**** DATA TO USE
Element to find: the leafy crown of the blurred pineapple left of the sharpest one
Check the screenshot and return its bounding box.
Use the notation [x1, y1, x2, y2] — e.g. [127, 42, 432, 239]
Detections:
********
**** DATA TO USE
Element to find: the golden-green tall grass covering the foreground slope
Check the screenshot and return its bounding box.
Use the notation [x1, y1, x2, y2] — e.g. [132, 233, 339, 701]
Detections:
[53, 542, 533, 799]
********
**** DATA TO USE
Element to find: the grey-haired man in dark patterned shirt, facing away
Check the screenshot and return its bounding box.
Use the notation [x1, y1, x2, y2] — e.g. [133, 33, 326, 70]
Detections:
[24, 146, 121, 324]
********
ACTION ITEM
From the entries above, copy every line where the word "notation" shows up.

ANSWER TO THE EXERCISE
Use the notation [x1, y1, x2, y2] — e.g. [127, 42, 432, 239]
Use the notation [x1, y1, x2, y2] — e.g. [132, 233, 339, 701]
Use the notation [x1, y1, x2, y2] — e.g. [133, 33, 326, 70]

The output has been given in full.